What is being asked — Reproduce the records word for word, starting at the line that contains "of the green" and ending at the last line of the records, with both of those lines included. Leave the pictures out of your answer.

======

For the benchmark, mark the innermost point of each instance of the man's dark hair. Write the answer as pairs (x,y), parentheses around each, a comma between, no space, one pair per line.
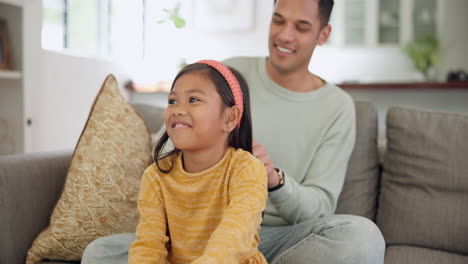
(325,8)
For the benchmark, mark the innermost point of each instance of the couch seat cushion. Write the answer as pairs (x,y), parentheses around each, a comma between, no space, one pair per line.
(359,194)
(424,190)
(417,255)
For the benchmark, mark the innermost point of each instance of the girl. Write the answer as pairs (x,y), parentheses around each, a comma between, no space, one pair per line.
(202,202)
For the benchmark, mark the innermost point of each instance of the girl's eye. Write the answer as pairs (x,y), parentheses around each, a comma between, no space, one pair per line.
(193,100)
(302,29)
(278,21)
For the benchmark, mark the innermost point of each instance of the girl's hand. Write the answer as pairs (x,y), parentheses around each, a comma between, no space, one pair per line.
(260,153)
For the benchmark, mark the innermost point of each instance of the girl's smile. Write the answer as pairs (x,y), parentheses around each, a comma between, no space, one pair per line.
(194,115)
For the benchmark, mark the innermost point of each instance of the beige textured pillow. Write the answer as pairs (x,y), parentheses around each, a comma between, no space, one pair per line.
(100,192)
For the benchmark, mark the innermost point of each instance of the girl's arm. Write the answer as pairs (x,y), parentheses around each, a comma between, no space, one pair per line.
(151,238)
(236,237)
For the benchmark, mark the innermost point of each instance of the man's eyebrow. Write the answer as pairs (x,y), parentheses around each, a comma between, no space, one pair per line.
(302,21)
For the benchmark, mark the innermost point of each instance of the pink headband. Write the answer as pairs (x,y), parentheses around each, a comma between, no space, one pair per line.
(231,80)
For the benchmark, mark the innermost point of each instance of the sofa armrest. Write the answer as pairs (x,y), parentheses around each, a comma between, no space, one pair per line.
(30,185)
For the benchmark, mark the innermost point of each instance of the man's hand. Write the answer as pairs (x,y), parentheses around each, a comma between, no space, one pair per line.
(260,153)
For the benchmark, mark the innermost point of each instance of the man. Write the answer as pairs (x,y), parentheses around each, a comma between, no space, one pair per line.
(305,128)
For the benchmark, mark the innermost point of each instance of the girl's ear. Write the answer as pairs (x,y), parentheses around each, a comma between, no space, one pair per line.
(232,116)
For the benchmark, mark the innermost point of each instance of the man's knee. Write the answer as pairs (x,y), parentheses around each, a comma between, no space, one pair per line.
(108,247)
(339,239)
(365,241)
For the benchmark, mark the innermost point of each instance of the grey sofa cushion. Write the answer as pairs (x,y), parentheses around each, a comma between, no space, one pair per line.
(416,255)
(152,115)
(30,185)
(424,191)
(359,194)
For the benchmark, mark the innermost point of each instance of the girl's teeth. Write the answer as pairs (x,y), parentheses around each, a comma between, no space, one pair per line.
(284,50)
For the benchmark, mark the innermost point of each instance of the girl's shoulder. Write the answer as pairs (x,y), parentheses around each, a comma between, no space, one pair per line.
(245,164)
(165,163)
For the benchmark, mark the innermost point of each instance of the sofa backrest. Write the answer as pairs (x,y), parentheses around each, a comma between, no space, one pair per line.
(152,115)
(359,193)
(424,190)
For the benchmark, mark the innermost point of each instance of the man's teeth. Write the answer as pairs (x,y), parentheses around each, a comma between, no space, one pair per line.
(284,49)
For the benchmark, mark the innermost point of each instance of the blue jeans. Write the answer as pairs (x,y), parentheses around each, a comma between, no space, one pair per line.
(336,239)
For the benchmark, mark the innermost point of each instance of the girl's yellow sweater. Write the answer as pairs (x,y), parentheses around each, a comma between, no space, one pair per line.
(208,217)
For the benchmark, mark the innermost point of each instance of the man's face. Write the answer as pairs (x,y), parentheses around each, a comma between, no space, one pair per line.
(295,30)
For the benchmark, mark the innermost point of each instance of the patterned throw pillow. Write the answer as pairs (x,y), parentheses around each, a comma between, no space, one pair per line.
(101,189)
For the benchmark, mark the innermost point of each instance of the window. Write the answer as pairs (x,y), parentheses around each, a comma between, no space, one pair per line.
(355,27)
(103,28)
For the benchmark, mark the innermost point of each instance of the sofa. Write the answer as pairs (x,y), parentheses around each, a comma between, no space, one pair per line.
(415,188)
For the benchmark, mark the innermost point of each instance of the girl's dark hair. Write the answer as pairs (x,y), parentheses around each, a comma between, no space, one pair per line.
(239,137)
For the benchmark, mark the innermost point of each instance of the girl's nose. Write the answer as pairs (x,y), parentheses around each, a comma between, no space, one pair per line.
(179,110)
(287,33)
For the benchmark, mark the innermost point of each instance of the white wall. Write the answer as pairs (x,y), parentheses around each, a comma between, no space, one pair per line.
(167,45)
(454,35)
(68,85)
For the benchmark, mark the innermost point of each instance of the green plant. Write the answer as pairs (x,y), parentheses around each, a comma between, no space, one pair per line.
(424,53)
(172,14)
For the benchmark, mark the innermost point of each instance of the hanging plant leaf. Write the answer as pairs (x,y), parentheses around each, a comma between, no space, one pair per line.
(173,15)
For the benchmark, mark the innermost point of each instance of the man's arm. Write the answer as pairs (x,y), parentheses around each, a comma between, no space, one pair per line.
(316,196)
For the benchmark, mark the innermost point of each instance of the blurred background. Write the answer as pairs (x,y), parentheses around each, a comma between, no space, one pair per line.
(56,53)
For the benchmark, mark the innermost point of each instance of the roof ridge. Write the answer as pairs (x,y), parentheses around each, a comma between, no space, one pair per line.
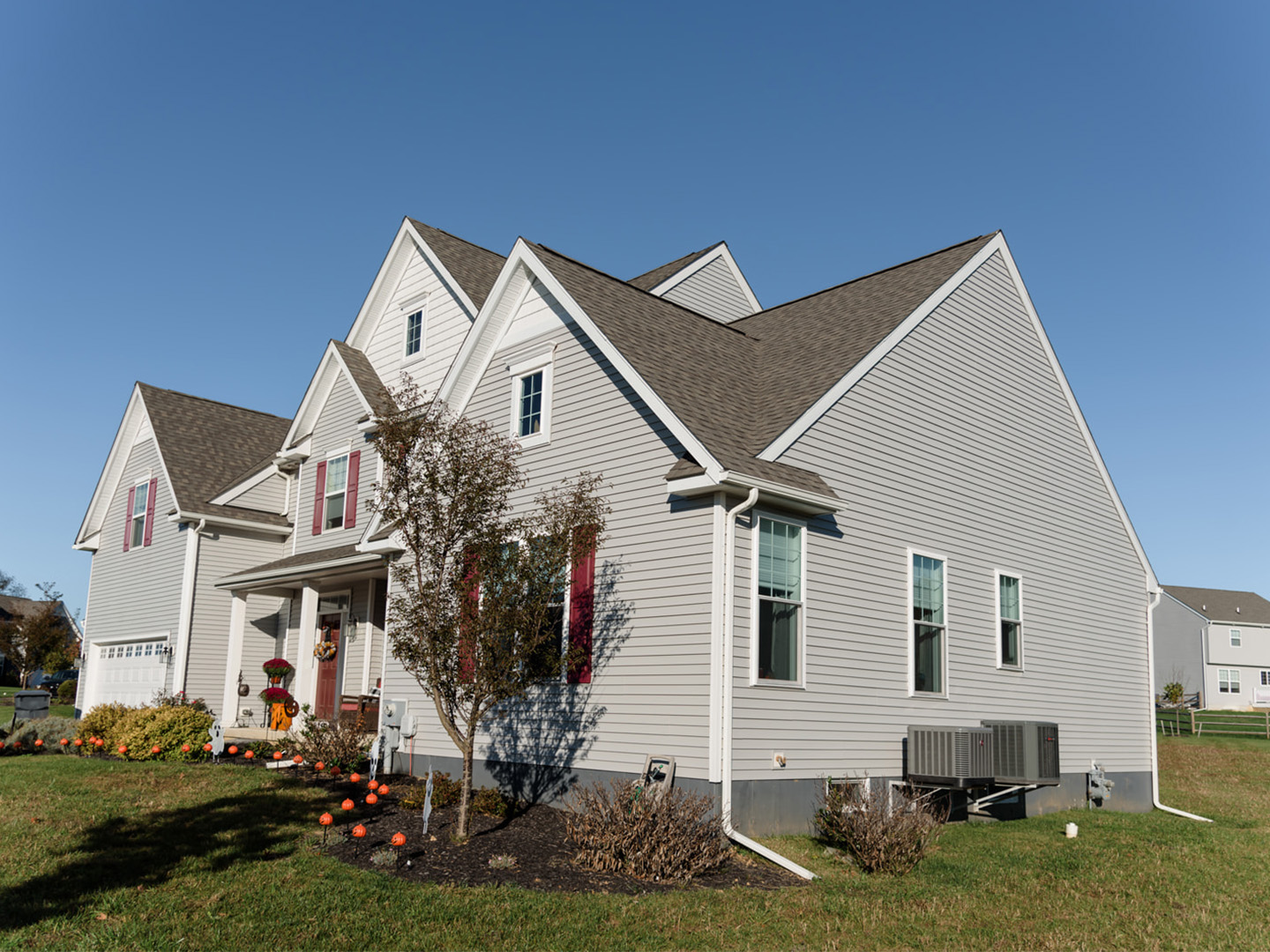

======

Task response —
For the benchmark, mark the innermost point of each instance of the green plant. Write the answer as pairs (x,y), parentheses around each, a comma between, no space, one pair per line.
(424,53)
(172,14)
For the benchmark, mark the innermost point of each instance of the hanging plant leaf. Write the answer as pairs (x,y), parentheses around each, a comma between, no space, one pair per line.
(173,15)
For the benchmark, mark the innermost point of each instance of the man's arm. Write the answer as pairs (x,y), parentheses around each, a comma between, no space, one pair per line.
(316,196)
For the benchmark, mark the innermost point of each instance of the blurred background. Write the answer as pairs (x,y), parentheses around each, a comma between, no space, one pair per line.
(56,53)
For the benchmark, mark the innermost point of each instance of the roof ridge. Write the answer as pairs (x,y), parentheses around each, a comma between, no space, one pair per line.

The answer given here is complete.